■ WHAT IS BEING ASKED
State how many lines in the rows below contain the string "rock", with case counting. Give only the number.

■ ITEMS
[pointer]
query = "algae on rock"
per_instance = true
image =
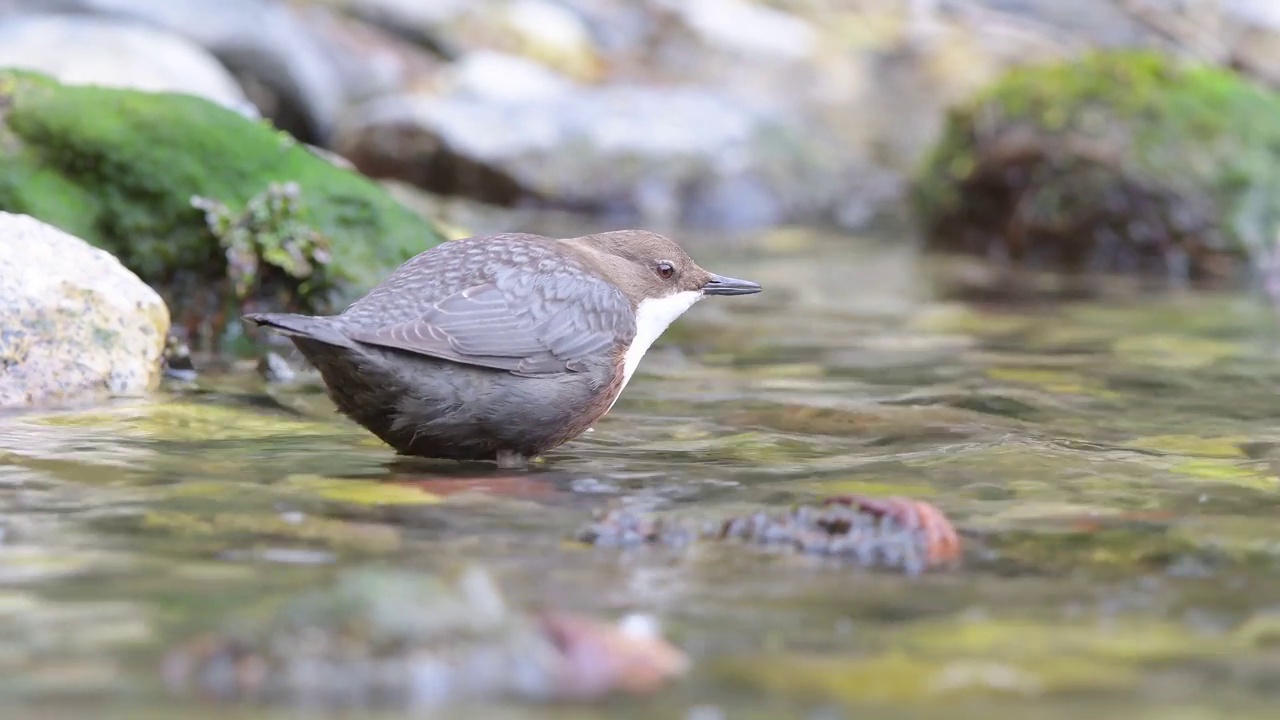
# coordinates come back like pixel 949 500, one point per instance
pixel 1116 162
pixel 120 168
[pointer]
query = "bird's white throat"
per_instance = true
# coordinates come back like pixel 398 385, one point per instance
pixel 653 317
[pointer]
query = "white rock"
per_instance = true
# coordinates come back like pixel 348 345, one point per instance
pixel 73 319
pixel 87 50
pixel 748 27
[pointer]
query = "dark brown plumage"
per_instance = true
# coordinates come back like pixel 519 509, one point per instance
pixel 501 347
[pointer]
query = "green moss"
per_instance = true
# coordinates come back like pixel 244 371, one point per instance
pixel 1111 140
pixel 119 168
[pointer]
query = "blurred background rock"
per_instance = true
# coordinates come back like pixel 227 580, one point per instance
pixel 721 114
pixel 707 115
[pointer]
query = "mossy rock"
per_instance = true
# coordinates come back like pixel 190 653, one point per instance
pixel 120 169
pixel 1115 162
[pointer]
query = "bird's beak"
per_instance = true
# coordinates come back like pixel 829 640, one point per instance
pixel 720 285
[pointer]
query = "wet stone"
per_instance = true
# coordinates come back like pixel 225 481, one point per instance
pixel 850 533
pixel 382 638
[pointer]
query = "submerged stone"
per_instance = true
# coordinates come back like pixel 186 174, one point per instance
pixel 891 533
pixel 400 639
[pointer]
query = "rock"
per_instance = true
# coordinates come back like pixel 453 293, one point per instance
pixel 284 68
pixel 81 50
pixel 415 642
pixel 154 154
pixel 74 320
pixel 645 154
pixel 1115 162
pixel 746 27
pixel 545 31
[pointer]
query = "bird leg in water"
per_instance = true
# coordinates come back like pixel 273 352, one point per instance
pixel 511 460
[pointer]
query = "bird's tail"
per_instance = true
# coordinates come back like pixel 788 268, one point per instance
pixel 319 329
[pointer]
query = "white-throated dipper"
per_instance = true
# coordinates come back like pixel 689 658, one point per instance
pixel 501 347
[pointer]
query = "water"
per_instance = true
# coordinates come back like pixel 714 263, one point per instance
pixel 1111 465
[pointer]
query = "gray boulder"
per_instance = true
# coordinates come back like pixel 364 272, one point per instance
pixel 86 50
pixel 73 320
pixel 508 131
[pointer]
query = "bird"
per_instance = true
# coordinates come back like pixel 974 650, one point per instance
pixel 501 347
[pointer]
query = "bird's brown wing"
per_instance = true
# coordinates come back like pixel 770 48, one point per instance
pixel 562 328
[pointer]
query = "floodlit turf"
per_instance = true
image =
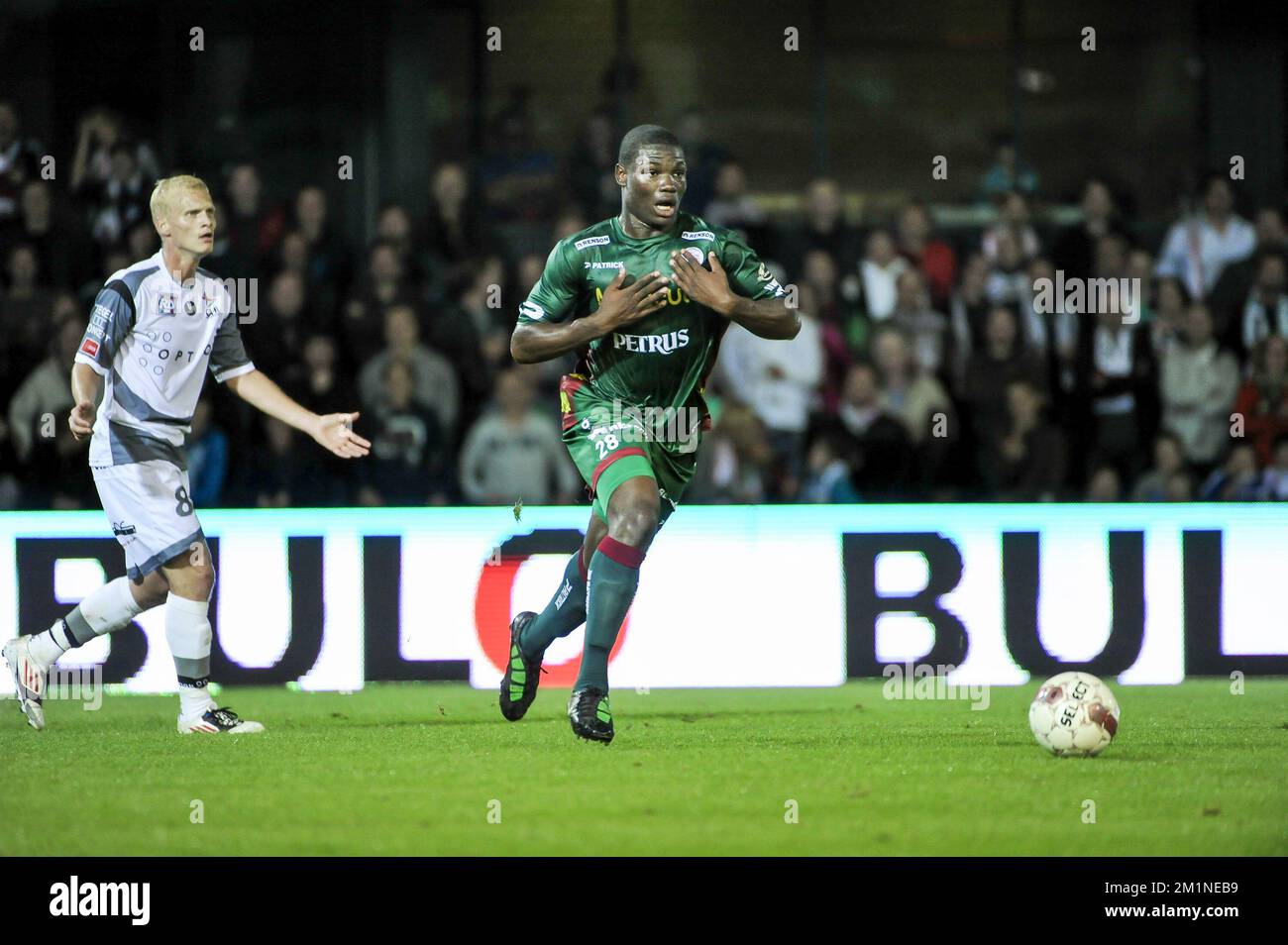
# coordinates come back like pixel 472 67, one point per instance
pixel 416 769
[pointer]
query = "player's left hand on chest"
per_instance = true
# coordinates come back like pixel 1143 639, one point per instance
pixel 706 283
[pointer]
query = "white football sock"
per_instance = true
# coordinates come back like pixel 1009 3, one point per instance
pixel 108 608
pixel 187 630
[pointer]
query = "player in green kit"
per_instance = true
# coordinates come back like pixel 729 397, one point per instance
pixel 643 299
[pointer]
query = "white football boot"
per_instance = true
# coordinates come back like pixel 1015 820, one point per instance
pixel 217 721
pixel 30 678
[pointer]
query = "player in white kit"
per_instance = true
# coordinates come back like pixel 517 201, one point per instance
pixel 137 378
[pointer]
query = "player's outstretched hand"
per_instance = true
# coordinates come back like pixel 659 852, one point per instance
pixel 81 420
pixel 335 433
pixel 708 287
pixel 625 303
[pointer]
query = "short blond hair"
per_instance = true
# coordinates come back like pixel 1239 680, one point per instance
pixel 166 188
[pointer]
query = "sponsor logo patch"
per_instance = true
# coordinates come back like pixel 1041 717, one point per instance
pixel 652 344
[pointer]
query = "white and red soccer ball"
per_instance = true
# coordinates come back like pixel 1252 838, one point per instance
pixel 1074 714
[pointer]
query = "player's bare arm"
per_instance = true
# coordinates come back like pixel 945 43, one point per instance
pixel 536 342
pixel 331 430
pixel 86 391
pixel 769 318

---

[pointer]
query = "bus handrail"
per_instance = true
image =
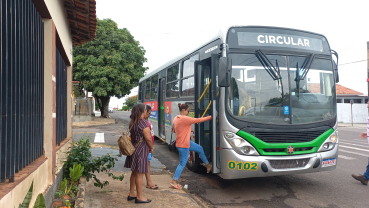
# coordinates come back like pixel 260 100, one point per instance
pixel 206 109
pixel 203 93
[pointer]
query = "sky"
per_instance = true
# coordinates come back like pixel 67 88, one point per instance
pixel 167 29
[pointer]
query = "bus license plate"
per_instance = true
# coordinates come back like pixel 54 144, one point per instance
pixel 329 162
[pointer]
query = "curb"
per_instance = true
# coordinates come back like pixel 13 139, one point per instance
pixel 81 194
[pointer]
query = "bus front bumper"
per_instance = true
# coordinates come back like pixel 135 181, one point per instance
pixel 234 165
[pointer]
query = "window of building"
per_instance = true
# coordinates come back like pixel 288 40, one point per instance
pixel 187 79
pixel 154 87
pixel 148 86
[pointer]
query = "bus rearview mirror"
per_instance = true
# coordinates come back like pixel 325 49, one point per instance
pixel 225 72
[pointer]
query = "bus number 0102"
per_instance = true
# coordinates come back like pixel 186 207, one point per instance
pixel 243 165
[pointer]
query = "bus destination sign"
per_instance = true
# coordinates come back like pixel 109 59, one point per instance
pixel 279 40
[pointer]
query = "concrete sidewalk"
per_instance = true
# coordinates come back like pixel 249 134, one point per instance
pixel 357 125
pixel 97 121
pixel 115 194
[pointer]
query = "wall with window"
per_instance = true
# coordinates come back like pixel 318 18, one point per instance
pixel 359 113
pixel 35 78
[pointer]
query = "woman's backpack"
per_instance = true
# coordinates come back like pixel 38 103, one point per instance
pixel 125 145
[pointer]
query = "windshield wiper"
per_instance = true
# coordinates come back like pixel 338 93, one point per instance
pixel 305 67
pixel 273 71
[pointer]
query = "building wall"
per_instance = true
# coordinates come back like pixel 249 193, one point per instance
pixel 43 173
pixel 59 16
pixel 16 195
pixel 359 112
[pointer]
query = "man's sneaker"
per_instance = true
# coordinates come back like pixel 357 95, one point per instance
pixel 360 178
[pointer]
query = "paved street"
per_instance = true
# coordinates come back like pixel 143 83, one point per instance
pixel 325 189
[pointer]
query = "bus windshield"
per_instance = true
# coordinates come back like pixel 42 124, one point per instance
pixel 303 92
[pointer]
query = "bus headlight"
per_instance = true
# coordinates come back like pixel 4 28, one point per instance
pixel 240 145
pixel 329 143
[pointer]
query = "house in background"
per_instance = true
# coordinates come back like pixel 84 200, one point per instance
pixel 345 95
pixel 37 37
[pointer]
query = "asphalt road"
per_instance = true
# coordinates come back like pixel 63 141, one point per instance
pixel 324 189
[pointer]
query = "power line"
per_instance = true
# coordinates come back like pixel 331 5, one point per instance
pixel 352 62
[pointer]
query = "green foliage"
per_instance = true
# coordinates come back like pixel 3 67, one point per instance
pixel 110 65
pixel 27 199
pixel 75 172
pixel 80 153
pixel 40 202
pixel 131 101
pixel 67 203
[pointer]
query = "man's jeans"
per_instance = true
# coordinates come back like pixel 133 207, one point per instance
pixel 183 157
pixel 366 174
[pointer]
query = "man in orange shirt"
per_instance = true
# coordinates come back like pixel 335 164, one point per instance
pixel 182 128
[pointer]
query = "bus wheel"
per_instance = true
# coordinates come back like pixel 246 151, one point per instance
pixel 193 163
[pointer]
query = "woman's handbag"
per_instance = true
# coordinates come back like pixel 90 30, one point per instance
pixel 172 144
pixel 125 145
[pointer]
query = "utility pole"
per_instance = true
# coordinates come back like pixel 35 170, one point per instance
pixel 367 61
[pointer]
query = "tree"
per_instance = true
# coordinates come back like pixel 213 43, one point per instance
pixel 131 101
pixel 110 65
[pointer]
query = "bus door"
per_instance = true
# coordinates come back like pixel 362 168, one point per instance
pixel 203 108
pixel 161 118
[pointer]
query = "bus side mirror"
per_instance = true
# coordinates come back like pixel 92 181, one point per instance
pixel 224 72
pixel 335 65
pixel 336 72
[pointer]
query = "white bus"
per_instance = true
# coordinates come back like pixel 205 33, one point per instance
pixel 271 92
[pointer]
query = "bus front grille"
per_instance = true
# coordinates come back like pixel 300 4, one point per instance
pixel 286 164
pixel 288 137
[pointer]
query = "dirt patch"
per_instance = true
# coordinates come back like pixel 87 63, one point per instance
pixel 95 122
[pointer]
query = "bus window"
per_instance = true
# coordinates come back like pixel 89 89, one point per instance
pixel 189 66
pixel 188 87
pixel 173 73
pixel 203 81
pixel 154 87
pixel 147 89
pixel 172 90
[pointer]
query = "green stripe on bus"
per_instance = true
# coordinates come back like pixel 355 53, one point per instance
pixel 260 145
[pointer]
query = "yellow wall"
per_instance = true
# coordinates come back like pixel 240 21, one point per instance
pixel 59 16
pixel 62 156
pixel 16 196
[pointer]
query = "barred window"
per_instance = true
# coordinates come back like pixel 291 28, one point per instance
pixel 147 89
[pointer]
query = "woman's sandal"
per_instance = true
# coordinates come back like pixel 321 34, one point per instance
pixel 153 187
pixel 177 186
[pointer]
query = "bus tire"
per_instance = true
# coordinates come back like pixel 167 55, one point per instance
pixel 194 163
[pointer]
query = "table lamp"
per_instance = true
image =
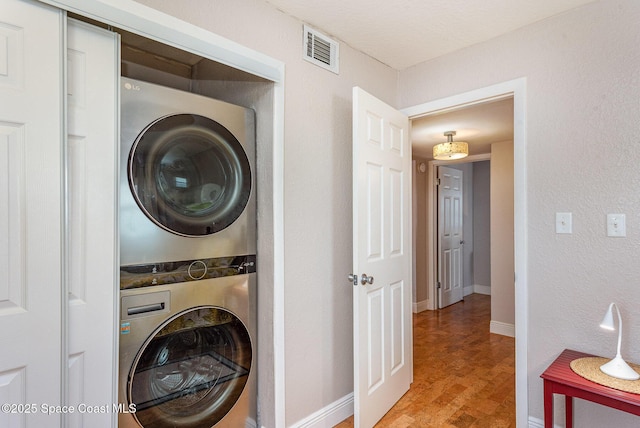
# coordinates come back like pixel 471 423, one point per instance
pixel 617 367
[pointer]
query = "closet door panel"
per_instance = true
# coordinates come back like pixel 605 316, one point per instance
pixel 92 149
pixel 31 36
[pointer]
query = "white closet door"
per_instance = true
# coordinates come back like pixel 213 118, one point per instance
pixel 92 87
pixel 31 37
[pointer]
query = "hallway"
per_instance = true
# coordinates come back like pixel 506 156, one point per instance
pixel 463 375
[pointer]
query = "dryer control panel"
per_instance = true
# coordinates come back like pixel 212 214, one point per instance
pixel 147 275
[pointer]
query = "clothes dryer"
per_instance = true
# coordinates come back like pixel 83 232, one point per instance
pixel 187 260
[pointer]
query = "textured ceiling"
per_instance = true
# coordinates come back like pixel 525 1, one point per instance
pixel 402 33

■ ANSWER TO THE EXERCISE
5